> _Source text_:
▽
1. Gatsby believes that his love for Daisy can conquer all

1.1. "Gatsby’s romantic fantasy, his love story, exerts the most force in the novel. Gatsby’s organized his life around one big idea: that love, at its best, is permanent and impersonal. This is his dream, his song. A love affair seems like something that happens between two people at a particular time and place, but, Gatsby hopes, if their love is strong enough, it becomes a law of nature, a rule of fate that can’t be changed by circumstance or even by choice." Joshua Rothman from the New Yorker (Rothman, Joshua. "The Serious Superficiality of The Great Gatsby." The New Yorker. The New Yorker, 05 May 2017. Web. 16 May 2017.)

1.1.1. Rothman is making the point that Gatsby and Daisy's love is the strongest force in the story and that he believes that his and Daisy's love for each other will persist no matter how long they've been apart, Gatsby hopes his love will transcend time itself.

1.2. “I wouldn’t ask too much of her,” I ventured. “You can’t repeat the past.” “Can’t repeat the past?” he cried incredulously. “Why of course you can!” He looked around him wildly, as if the past were lurking here in the shadow of his house, just out of reach of his hand. “I’m going to fix everything just the way it was before,” he said, nodding determinedly. “She’ll see.” (Fitzgerald, Chapter 6) Fitzgerald, F. Scott. The great Gatsby. London: Penguin , 2000. Print.

1.2.1. Gatsby is telling Nick that he'll somehow undo everything done in the last five years, that he'll fix things with Daisy and make them just like they were before they were split apart which is impossible but Gatsby doesn't think so since Daisy is everything to him.

2. Gatsby constantly craves to be with Daisy but is never happy because of his impossible expectations after five years

2.1. "The real achievement of “Gatsby,” in other words, is that it shows us a state of mind. It’s a state of spiritual hunger and dissatisfaction, of restlessness and curiosity, of excitement and anticipation, in which one is, as Nick puts it, “within and without, simultaneously enchanted and repelled by the inexhaustible variety of life.” All this unfolds beneath that disillusioned surface. This is how you feel when you understand that there is no obviously right way to live, but find that you must choose anyway. It’s pessimistic and ironic, in the sense that you are always only half-committed to your way of life. But it’s also exciting, because you are always on the edge of discovery. There’s always something at stake. The main thing is that you are never settled. You are always hungry, always searching, always throwing feelings away in order to make room for new ones." Joshua Rothman from the New Yorker (Rothman, Joshua. "The Serious Superficiality of The Great Gatsby." The New Yorker. The New Yorker, 05 May 2017. Web. 16 May 2017.)
△
> _Set of tasks_:
a) In the Gatsby outline, what is the title of the Joshua Rothman article it quotes?
b) Rewrite a section of the Gatsby outline, substituting "several years" for "five years". Begin at the words "1.2.1. Gatsby is" and stop after "everything to him.".
c) Pick up the Gatsby outline after its last sentence and carry it forward.

(Dataset rows)
▽
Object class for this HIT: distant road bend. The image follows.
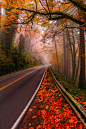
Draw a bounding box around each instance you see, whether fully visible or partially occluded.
[0,65,49,129]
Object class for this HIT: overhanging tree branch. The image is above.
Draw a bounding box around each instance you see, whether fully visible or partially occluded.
[69,0,86,12]
[17,8,85,25]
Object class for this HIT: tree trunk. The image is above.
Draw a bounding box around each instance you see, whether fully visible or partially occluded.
[63,33,67,77]
[78,29,85,89]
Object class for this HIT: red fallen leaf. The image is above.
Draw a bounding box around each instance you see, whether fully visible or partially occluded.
[29,127,34,129]
[38,110,41,115]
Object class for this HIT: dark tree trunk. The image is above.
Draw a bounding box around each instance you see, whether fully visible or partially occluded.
[78,29,85,89]
[63,33,67,77]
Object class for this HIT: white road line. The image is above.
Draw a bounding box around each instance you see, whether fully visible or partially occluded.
[11,68,47,129]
△
> _Exercise results_:
a) "The Serious Superficiality of The Great Gatsby."

b)
1.2.1. Gatsby is telling Nick that he'll somehow undo everything done in the last several years, that he'll fix things with Daisy and make them just like they were before they were split apart which is impossible but Gatsby doesn't think so since Daisy is everything to him.

c)
2.1.1. Rothman is describing a state of mind that the Great Gatsby puts you in of unending hunger for new experiences and new people, and Gatsby displays this sort of desire towards Daisy where he wants to do everything with her. Yet even though he succeeds in reigniting his relationship with Daisy he always only seems half interested in everything that he does without her and everything he does with her he feels is wrong because she doesn't live up to his impossible expectations that he's built up over five years, even if he doesn't know it. The things he's imagining will never come true because those were dreams fueled by nostalgia and the future he imagines is impossible.

2.2. “She didn’t like it,” he said immediately. “Of course she did.” “She didn’t like it,” he insisted. “She didn’t have a good time.” He was silent, and I guessed at his unutterable depression. “I feel far away from her,” he said. “It’s hard to make her understand.” “You mean about the dance?” “The dance?” He dismissed all the dances he had given with a snap of his fingers. “Old sport, the dance is unimportant.” (Fitzgerald, chapter 6) Fitzgerald, F. Scott. The great Gatsby. London: Penguin , 2000. Print.

2.2.1. This conversation takes place after a dance that Gatsby invited Tom, Nick, and most importantly Daisy to. This shows how Gatsby feels that Daisy didn't like the dance, in spite of the fact that Daisy was clearly having a good time throughout the chapter, Gatsby feels this way because it wasn't as good of a time as he expected it to be as he's been building up tremendous expectations over the last five years that can't be reached which is leading him to not have any fun and then believe that she feels the same. Gatsby is once again trying to relive the past and to an extent he's succeeding, but he's blinded by nostalgia so he thinks that everything he's experiencing right now isn't nearly as good as his past experiences with Daisy. So he continues to try and recreate the past instead of enjoying everything that he's got.